*** Data ***
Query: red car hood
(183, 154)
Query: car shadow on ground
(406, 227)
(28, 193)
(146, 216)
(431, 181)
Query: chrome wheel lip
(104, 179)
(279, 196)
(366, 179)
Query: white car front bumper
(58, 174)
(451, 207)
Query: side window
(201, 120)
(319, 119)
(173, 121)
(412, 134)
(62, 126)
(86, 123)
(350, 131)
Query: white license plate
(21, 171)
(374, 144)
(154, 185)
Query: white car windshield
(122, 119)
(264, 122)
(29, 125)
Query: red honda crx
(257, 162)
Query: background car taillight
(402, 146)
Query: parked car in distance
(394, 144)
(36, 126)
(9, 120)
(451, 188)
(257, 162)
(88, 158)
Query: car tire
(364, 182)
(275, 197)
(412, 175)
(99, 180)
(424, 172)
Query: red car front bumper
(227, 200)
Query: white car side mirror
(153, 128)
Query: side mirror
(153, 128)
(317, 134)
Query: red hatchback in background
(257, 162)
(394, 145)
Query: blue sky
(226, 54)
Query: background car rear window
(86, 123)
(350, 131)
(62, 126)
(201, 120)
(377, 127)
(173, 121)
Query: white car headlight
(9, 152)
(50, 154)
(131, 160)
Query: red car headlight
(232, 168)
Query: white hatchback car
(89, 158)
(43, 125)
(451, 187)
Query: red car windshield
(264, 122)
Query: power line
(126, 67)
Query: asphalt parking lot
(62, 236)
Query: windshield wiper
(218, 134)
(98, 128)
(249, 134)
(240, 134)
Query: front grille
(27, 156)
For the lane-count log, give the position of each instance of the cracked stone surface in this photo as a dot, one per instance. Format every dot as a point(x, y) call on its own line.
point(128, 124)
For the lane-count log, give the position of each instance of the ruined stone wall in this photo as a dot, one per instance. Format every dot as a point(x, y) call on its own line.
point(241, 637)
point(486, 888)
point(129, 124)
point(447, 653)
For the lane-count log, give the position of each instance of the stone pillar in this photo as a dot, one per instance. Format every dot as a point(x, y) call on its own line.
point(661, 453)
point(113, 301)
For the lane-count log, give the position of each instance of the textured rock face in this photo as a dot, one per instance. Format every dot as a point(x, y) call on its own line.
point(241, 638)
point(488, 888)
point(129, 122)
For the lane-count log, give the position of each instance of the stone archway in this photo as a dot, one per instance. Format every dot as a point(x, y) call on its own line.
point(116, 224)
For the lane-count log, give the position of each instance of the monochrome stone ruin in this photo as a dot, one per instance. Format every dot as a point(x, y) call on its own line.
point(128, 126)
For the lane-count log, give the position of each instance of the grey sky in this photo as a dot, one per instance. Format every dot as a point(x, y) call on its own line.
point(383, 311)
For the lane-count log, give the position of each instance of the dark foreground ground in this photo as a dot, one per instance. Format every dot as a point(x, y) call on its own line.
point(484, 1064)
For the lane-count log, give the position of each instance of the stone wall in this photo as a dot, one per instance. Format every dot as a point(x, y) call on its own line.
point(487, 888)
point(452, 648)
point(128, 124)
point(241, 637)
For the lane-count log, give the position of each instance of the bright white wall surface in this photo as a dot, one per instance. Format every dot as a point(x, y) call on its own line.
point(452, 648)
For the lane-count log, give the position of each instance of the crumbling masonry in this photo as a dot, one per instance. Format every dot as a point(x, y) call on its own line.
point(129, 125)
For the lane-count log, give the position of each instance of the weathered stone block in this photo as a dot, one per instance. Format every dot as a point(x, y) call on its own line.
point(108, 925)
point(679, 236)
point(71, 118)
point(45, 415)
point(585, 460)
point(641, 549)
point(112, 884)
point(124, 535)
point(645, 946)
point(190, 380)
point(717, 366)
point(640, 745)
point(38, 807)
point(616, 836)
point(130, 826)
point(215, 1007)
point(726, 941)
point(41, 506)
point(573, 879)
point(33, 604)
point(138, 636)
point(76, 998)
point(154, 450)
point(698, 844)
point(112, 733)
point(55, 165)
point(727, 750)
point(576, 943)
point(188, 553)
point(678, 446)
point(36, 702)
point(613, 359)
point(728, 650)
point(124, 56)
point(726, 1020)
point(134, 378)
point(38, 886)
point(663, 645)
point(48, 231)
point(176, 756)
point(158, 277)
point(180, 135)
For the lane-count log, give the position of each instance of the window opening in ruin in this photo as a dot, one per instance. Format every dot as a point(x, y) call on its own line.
***
## Instruction
Return the listing above in its exact form.

## Problem solution
Query: red car hood
(183, 154)
Query: car shadow on ground
(406, 227)
(28, 193)
(146, 216)
(431, 181)
Query: chrome wheel lip
(104, 179)
(279, 196)
(366, 179)
Query: white car front bumper
(58, 174)
(451, 207)
Query: side window
(201, 120)
(319, 119)
(173, 121)
(412, 134)
(62, 126)
(86, 123)
(350, 131)
Query: white license plate
(21, 171)
(374, 144)
(154, 185)
Query: white car windshield
(122, 119)
(264, 122)
(29, 125)
Query: red honda crx
(257, 162)
Query: background car taillight
(402, 146)
Query: parked car in distance
(394, 144)
(36, 126)
(9, 120)
(451, 188)
(257, 162)
(88, 158)
Query: car tire
(364, 182)
(275, 197)
(412, 175)
(99, 180)
(424, 172)
Query: red car front bumper
(227, 200)
Query: white car side mirror
(153, 128)
Query: side mirror
(153, 128)
(317, 134)
Query: red hatchback in background
(257, 162)
(394, 145)
Query: blue sky
(226, 54)
Query: background car rear window
(86, 123)
(350, 131)
(62, 126)
(201, 120)
(377, 127)
(173, 121)
Query: white car headlight
(9, 152)
(50, 154)
(131, 160)
Query: red car headlight
(232, 168)
Query: white hatchback car
(89, 158)
(43, 125)
(451, 187)
Query: red car windshield
(264, 122)
Query: power line
(126, 67)
Query: asphalt parking lot
(62, 236)
Query: windshield wiper
(218, 134)
(98, 128)
(249, 134)
(240, 134)
Query: front grille
(27, 156)
For the lane-count log, give the position of each instance of the cracked stone surface in this photo as a dot, one per instance. Format every dot as a point(x, y) call on its own line.
point(128, 124)
For the lane-count log, give the position of each instance of the ruined stone wall in this photo as a dot, one per instance. Format every dot as a point(x, y) call on its own line.
point(241, 637)
point(486, 888)
point(129, 124)
point(447, 653)
For the lane-count log, give the position of each instance of the stone pillar in this photo as a dot, one per instance. Format every dot as a point(x, y) call on its own line.
point(661, 453)
point(113, 301)
For the lane-count log, give the position of each instance of the textured rock face in this photo as a dot, one per instance. Format every dot as a point(x, y) call on its own line.
point(241, 638)
point(488, 888)
point(129, 122)
For the lane-count log, give the position of each instance of the stone archway in this photo as a dot, one per instance. Format every dot as a point(x, y) call on its own line.
point(116, 224)
For the lane-count log, give the position of each instance of the monochrome stone ruin in this photo as a dot, one per instance. Format every dot as a point(x, y) call on its own line.
point(128, 126)
For the lane-count log, give the position of each instance of the grey sky in this photo as a dot, one per instance. Format every dot as a point(x, y) call on its own line.
point(383, 311)
For the lane-count log, give the position of each instance of the dark foreground ground in this photo as a dot, one per instance. Format every dot as a point(x, y) call on its own line.
point(484, 1064)
For the lane-count log, give the position of each instance of the stone wall in this photo as a dot, one per instance. Format every dot as a point(x, y) call on its own line.
point(487, 888)
point(452, 648)
point(128, 124)
point(241, 637)
For the lane-count log, give the position of each instance of the bright white wall surface in this photo as a dot, one per instance. Format every dot as a point(x, y) call on its own line.
point(452, 648)
For the lane-count log, give the position of each instance of the crumbling masonry in this photo as a dot, one per instance. Format every dot as a point(x, y) call on its own line.
point(129, 125)
For the lane-count log, give the position of each instance of the weathered stone block in this photo as a dot, one per instance. Format every dot as a point(x, y) call on its own line.
point(108, 925)
point(679, 236)
point(71, 118)
point(45, 415)
point(585, 460)
point(641, 549)
point(112, 884)
point(124, 535)
point(645, 946)
point(190, 380)
point(717, 366)
point(640, 745)
point(38, 807)
point(616, 836)
point(130, 826)
point(215, 1007)
point(726, 941)
point(41, 506)
point(573, 879)
point(33, 604)
point(138, 636)
point(76, 998)
point(154, 450)
point(698, 844)
point(112, 733)
point(55, 165)
point(727, 750)
point(576, 943)
point(188, 553)
point(678, 446)
point(36, 702)
point(613, 359)
point(728, 650)
point(124, 56)
point(726, 1020)
point(134, 378)
point(38, 886)
point(663, 645)
point(48, 231)
point(176, 756)
point(158, 277)
point(180, 135)
For the lane-count log, give the position of each instance of the window opening in ruin in this photo as a dot, one per instance. Format every dot as a point(x, y) call on its own line.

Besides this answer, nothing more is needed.